### Given problem 1
In the forum post about calling in sick, what excuse does the poster plan to give work?
### Given problem 2
Carry on the forum post about calling in sick, starting right after its last sentence.

### Text block
§ §
# Calling in sick tomorrow... and I'm not sick.



## Inmediusre (Jun 22, 2006)

Ok, so here's the story.  I'm 20 and I live at home still, and will continue to do so for about 1.5 years until i transfew to graduate school.  


Tomorrow morning, my girlfriend is leaving for France for two weeks.  (God I love her, but it's going to be nice ya know what I mean?)  Tomorrow morning, my parents are also leaving for two weeks, and they are taking my 13 year old sister with them.  Thus, I have the house to myself.  Did I mention I need a vacation?  So, for the first time in my 20 years, I'm going to be able to go without ANY distractions.  Just complete peace and quiet.  However.

During this period, I only have one day off.  And for the second time in a year, I plan on calling in sick.  I plan on waking up tomorrow, and just getting high, and enjoying the beautiful day.  I'm a model employee (just got Employee of the month matter of fact).  Is it such a bad thing to call in sick, when I really fine?  

Here's my excuse, I ate some bad fish and was vomitting all night.  Do they belive me?  Probably not, but who gives a shit.

We weren't meant to work our lives away, and I plan on taking advantage of my peaceful household while I can.  

Wake up at 1 in the afternoon.  Smoke a bong bowl  (the one my mom took from me a couple years ago if you remember my story of how she turned it into a flower vase).  Play some poker online.  Eat some food.  Repeat.

I'm not such a bad guy am I?  I mean I've had days off before, but one without any mental or physicial commitments???  Get real, this shit happens once in a decade.
§ §
### Excerpted records
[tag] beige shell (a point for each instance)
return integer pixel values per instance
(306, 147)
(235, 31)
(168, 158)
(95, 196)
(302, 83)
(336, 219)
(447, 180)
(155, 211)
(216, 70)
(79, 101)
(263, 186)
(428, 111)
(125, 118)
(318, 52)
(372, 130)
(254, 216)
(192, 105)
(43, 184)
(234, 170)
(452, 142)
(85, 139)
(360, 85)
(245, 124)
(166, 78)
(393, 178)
§ §
### Answer 1
Having eaten some bad fish and vomited all night.

### Answer 2
----------



## Ganj (Jun 22, 2006)

It's fine dude, people need personal days. Especially if you're enjoying the world.


----------



## THE BROTHER'S GRUNT (Jun 22, 2006)

*Nothing better then calling in sick when your not. Take the day off dude you probaly deserve it anyway. *


----------



## LdyLunatic (Jun 22, 2006)

if you are a habital taker of days off...then iw ould say no...but sounds like you just need a personal day....and thats totally allowed

i think even some Union contracts have personal days listed....

relax


----------



## GreenDayGirl (Jun 22, 2006)

I say...enjoy! Nothing like taking a little "personal" time.


----------



## CHRONIC_COVERED_HASH (Jun 22, 2006)

I didnt go to work yesterday, not cuz I was sick but just cuz I plainly wanted to not go.  I work 3, 12 hour shifts.  man 12 hours at on time sucks, but hey it pays, but it was nice to not go to work for the last day


----------



## Devilweed (Jun 22, 2006)

I'm coming over...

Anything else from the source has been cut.